### PROVIDED RECORDS
• • • • •
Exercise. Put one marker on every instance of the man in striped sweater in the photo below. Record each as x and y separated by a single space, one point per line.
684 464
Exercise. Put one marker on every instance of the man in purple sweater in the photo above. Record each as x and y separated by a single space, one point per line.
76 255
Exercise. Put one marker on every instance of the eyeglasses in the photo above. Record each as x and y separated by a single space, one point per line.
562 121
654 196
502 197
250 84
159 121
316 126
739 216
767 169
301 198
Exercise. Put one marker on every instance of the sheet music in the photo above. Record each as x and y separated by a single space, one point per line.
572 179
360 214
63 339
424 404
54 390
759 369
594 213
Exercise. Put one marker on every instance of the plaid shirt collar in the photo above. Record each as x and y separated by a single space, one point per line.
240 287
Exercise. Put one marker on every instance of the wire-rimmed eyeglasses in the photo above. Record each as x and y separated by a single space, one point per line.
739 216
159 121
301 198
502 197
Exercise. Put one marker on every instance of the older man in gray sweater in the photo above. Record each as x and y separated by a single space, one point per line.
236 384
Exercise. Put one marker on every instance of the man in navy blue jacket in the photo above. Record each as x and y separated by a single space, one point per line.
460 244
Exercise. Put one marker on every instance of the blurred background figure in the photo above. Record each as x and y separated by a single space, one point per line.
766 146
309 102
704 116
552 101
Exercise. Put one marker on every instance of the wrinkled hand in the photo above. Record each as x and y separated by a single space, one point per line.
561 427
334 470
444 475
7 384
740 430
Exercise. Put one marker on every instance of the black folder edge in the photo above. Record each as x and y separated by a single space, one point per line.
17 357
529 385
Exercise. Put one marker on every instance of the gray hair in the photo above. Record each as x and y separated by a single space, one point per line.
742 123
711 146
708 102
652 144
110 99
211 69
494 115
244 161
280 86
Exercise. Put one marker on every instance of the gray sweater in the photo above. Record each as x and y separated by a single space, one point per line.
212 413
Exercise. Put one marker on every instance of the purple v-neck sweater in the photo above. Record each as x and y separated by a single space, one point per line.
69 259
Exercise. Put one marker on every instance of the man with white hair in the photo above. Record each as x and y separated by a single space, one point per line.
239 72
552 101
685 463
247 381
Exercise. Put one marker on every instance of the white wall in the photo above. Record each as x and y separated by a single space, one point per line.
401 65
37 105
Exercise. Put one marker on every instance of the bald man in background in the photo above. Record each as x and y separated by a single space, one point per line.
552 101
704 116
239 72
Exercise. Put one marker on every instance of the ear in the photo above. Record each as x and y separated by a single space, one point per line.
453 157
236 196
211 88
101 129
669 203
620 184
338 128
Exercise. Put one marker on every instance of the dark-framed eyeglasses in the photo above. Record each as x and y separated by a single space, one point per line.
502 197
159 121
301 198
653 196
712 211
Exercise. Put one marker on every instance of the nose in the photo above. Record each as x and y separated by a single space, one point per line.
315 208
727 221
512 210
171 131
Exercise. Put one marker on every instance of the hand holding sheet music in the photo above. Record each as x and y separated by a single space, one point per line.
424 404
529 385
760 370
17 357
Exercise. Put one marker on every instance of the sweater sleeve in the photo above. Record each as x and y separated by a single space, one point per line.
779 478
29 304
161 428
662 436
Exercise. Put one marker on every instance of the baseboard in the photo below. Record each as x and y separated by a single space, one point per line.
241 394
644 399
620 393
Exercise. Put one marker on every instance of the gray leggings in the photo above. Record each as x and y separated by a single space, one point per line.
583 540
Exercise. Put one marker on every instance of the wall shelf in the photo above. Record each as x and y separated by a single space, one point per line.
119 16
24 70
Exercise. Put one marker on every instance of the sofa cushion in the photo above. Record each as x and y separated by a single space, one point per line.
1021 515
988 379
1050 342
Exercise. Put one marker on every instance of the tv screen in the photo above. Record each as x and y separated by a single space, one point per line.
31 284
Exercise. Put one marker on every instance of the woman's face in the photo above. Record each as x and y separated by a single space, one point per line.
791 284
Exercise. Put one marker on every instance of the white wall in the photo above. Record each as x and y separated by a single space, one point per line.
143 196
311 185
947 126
• • • • •
### EXERCISE DESCRIPTION
Repeat the preceding lines exactly, please, every one of them.

### OUTPUT BELOW
Exercise. Put one marker on every instance of the man in striped sweater in the photo below. Record each as x and y separated by a single space, one point per line.
684 464
Exercise. Put one marker on every instance of the man in purple sweater in the photo above. Record each as x and y separated by a single space, one point per line.
76 255
Exercise. Put one marker on every instance of the eyeglasses in the photo above. Record each as x and y separated by a single space, one point per line.
562 121
654 196
502 197
250 84
159 121
316 126
739 216
767 169
301 198
Exercise. Put one marker on every instance of the sheet music in the photo above. Record each as x and y separated by a single space, one point per line.
572 179
360 214
63 339
424 404
54 390
759 369
594 213
Exercise. Put one marker on every instance of the plaid shirt collar in the photo above. Record each as x and y separated by a single space, one point per line.
240 287
Exercise. Put one marker on every instance of the wire-rimmed eyeglasses in the photo above. Record each as x and y separated by a single space, one point per line.
739 216
159 121
301 198
502 197
Exercise. Put one marker on every instance of the older man in gray sweater in the photo above. Record each as x and y separated by a single space, one point per line.
236 384
Exercise. Put one marker on every instance of the man in navy blue jacket in the photo above. Record each as x and y separated by a single space, one point per line.
460 244
Exercise. Put one marker on every instance of the blurred background figure in the photo above. Record each as x and y separated by a single space, one point per line.
766 146
309 102
704 116
552 101
Exercise. Put one marker on every instance of the wrinkled hand in the photo above. Record each as x and y separated by a single space, one point per line.
561 427
334 470
444 475
7 384
740 430
Exercise. Put one marker on every instance of the black folder edge in the photo above. Record each as x and y separated by a single space, one point per line.
17 357
529 385
Exercise. Put one marker on every instance of the gray hair in the photo above. Record each as x and y separated by a single space, one point per line.
742 123
711 146
708 102
652 144
110 99
211 69
494 115
244 161
280 86
Exercise. Put one marker on every instance of the gray sweater in the photo above. Record each as x and y separated by a single space, one point per line.
212 413
Exercise. Put one marker on every instance of the purple v-neck sweater in the photo above. Record each as x and y separated by a single space, one point per line.
69 259
Exercise. Put one marker on every instance of the man with white hair in the photo above. Record each as x and y separated by a single space, one point per line.
239 72
552 101
685 463
247 381
Exercise. Put one marker on every instance of the white wall in the photo above. Record each as x and y separated by a single space, one point per line.
401 65
37 105
Exercise. Put one marker on every instance of the bald man in background in the photo above. Record each as x and y separated by a single space, one point per line.
552 101
704 116
239 72
Exercise. Put one marker on every instance of the ear in the photo above. Record each as x and y separated by a single space, one point per line.
453 157
236 196
211 88
101 129
669 203
620 184
338 128
Exercise. Put one marker on every instance of the dark-framed eyeglasses in the photo above. Record each as x and y separated by a single space, one point per line.
502 197
159 121
301 198
653 196
712 211
Exercise. Put one marker on every instance of the nose in the photo above. Record each as x and y separated by a single space, one point per line.
315 208
727 221
512 210
171 131
Exercise. Put one marker on every instance of the hand holding sheet music in the photo above. Record each as x and y separated by a single space, one point per line.
424 404
529 385
760 370
17 357
Exercise. Put one marker on every instance of the sweater sleeve in the photo above. Record each as x and y separated by a single space, one point per line.
779 478
29 304
161 428
662 436
Exercise. Put one marker on every instance of the baseboard in the photo below. Record each as x and y separated by a single space, one point per line.
241 394
644 399
620 393
Exercise. Put one marker on every instance of the gray leggings in the photo above. Record each as x and y separated by a single space, one point per line.
583 540
Exercise. Put one marker on every instance of the wall shelf in the photo above. Record each as x and y separated by a single space, one point per line.
119 16
24 70
Exercise. Put one marker on every instance of the sofa cushion in the photo above. Record each as x and y separated by a single space, one point per line.
1021 515
988 379
1050 342
Exercise. Put one marker on every instance of the tv screen in the photo above. Record each as x and y separated by a single space, one point per line.
31 284
Exercise. Put one marker on every instance of the woman's face in the photo above. Record each as x and y separated by a single space, one point per line.
791 284
Exercise. Put one marker on every instance of the white wall in the photo above. Record each as x and y separated by a single space, one point per line.
143 196
311 185
947 126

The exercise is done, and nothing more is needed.